▸ Passage shown
•••••
Iron Mountain ski jump

Iron Mountain ski jump

Friday, April 5, 2013

A COUNSELING GENIUS

CHRIST IN WINTER: Reflections on Faith from a place of winter For the Years of Winter…

Karen [1] came to see me first. Her husband, Dan, came a few days later. I had married them a couple of years before. Apparently my pre-wedding counseling hadn’t been very effective. Neither had my warranty checks.
 
I usually started pre-marriage counseling by asking, “What do you like most about him/her?” One prospective bride answered, “He doesn’t hit me.” I did a lot of counseling, but I don’t think I ever felt sadder in a counseling session than I did right then.
 
That wasn’t the case with Karen and Dan, though. They were bright and happy and in love. Each had a whole long list of things s/he liked about the other. They didn’t have to get married. They weren’t trying to get away from something else. It was a good match.
 
In pre-marriage counseling I always talked with the couple about seven areas of problem potential:
 
1] Money: What is one person’s luxury may be the other’s necessity. Make sure you understand the differences and work them out before you get married.
 
2] Sex: What strengthens love is good; what weakens it is not good. Neither use nor abuse is love.
 
3] In-laws: You aren’t marrying just each other. You are getting new families and new traditions. But remember where your primary commitment is.
 
4] Religion: What does the other believe/practice that is different from your beliefs and practices? Can you live with those? If not, what are you going to do about it?
 
5] Children: How many? When? How and by whom will they be raised?
 
6] Housework:  Who does what?
 
7] Communication. When you have disagreements, how will you resolve them?
 
The idea, of course, was to work out each of these areas BEFORE the marriage. Through the years I learned that that wasn’t very effective, because they didn’t pay attention. They were so eager to get married that they would say anything they thought I wanted to hear and assumed their love [or need] was so great that they could handle anything that came up. That hardly ever worked.
 
So I began to do warranty checks: thirty days, 6 months, one year. I would go to their home and we would run through the list again. Every time I heard some variation of: “We thought we had this worked through, but it turns out that…” The unresolved problem that came up most often in warranty checks was money.
•••••
▸ Information given
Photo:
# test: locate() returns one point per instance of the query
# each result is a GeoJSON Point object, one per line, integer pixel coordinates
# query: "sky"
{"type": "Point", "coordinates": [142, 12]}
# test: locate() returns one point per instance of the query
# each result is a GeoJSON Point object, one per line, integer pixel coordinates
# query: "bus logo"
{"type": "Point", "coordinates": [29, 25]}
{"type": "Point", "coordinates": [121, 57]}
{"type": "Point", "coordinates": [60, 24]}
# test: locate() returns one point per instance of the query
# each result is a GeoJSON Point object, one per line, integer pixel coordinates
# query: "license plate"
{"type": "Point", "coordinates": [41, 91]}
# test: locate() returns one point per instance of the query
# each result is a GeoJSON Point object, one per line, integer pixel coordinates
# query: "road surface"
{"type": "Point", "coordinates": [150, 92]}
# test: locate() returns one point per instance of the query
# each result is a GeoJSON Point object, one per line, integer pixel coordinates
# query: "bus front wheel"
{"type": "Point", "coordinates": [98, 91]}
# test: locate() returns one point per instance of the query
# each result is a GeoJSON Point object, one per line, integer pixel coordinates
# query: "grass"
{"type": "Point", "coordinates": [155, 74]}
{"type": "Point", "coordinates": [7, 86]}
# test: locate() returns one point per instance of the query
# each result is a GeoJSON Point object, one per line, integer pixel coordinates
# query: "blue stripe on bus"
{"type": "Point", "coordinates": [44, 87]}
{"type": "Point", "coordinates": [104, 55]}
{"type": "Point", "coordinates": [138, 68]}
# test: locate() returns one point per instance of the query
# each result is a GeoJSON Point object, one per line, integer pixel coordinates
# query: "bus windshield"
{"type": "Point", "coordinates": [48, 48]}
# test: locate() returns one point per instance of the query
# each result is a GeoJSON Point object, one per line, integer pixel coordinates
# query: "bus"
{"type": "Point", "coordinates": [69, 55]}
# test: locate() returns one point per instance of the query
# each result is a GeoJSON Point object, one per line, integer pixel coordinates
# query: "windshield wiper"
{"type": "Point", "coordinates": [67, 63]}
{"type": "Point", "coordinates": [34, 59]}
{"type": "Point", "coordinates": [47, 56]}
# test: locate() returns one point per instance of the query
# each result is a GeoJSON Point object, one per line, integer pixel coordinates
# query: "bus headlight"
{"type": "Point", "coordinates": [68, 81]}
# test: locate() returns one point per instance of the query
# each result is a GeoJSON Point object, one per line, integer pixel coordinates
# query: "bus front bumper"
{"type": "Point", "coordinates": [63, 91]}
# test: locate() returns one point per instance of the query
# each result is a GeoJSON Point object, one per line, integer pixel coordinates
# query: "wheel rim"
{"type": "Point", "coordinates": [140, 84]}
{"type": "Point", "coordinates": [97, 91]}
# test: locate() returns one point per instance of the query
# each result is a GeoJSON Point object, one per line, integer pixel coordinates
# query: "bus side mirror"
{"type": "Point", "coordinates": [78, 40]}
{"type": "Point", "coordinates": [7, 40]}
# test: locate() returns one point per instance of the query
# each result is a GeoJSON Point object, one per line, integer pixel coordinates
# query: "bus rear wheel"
•••••
▸ Short exercise A
In the marriage counseling post, which unresolved problem came up most often during warranty checks?
▸ Short exercise B
Write the next few paragraphs of the marriage counseling post, picking up after its last sentence.

▸ Task response A
Money.

▸ Task response B
 
Karen’s and Dan’s warranty checks had gone well, so I was surprised when Karen came to see me. I was pleased, though, because it gave me a chance to play with their one-year-old.
 
“The problem is, Dan wants another baby. I know he does. And we just can’t afford one now.” “Have you talked with him about this, the way we did in communication practice?” “I don’t have to; I can tell.”
 
Then Dan came. “I know Karen wants another baby,” he said, “but we just can’t afford one now.” “How do you know?” “I just know.”
 
“Tell you what,” I said. “Simply talk to each other the way I taught you. Trust me, it will work.”
 
Another thing I learned about counseling over the years, unfortunately late in my career, is that I’m really bad at it, for three reasons: 1] I’m gullible. I believe anything anyone tells me, but a counselor needs to be able to smell it when something is B.S. 2] I want people to like me, but a counselor can’t worry about that. In fact, if folks like you, it probably means you’re letting them skate by without really dealing with the problem. 3] From the time I was a child, whenever anyone told me of a problem, I thought it was MY responsibility to fix it, but a counselor needs to help people fix things for themselves, not do it for them.
 
Karen and Dan didn’t see any of my counseling deficiencies, though. They talked to each other, as I told them to. They told everyone that I was a marriage counseling genius.
 
John Robert McFarland
 
1] Karen & Dan are not their real names.
 
The “place of winter” mentioned in the title line is Iron Mountain, in Michigan’s Upper Peninsula, where life is defined by winter even in the summer!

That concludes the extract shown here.